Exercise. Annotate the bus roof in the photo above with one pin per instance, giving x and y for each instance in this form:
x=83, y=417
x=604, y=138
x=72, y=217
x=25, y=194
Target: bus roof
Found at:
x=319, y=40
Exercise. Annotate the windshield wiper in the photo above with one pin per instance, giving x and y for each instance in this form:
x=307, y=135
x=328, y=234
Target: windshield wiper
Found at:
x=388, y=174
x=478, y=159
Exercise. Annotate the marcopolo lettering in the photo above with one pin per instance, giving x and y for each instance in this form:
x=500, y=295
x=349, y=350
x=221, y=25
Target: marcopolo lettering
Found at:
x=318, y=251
◇ ◇ ◇
Retype each record above so that every word stays exactly the same.

# PROBLEM SOLUTION:
Exercise. Annotate the bus roof in the photo above with one pin per instance, giving x and y for each instance in this form:
x=83, y=417
x=604, y=138
x=72, y=217
x=25, y=194
Target: bus roof
Found at:
x=319, y=40
Exercise. Annotate the windshield wiper in the photo above with one pin per instance, giving x and y for each instance in this form:
x=307, y=135
x=328, y=234
Target: windshield wiper
Found at:
x=388, y=174
x=478, y=159
Exercise. Annotate the marcopolo lettering in the photo above with one pin per instance, giving x and y for each instance in this form:
x=500, y=295
x=349, y=350
x=221, y=25
Target: marcopolo lettering
Found at:
x=318, y=251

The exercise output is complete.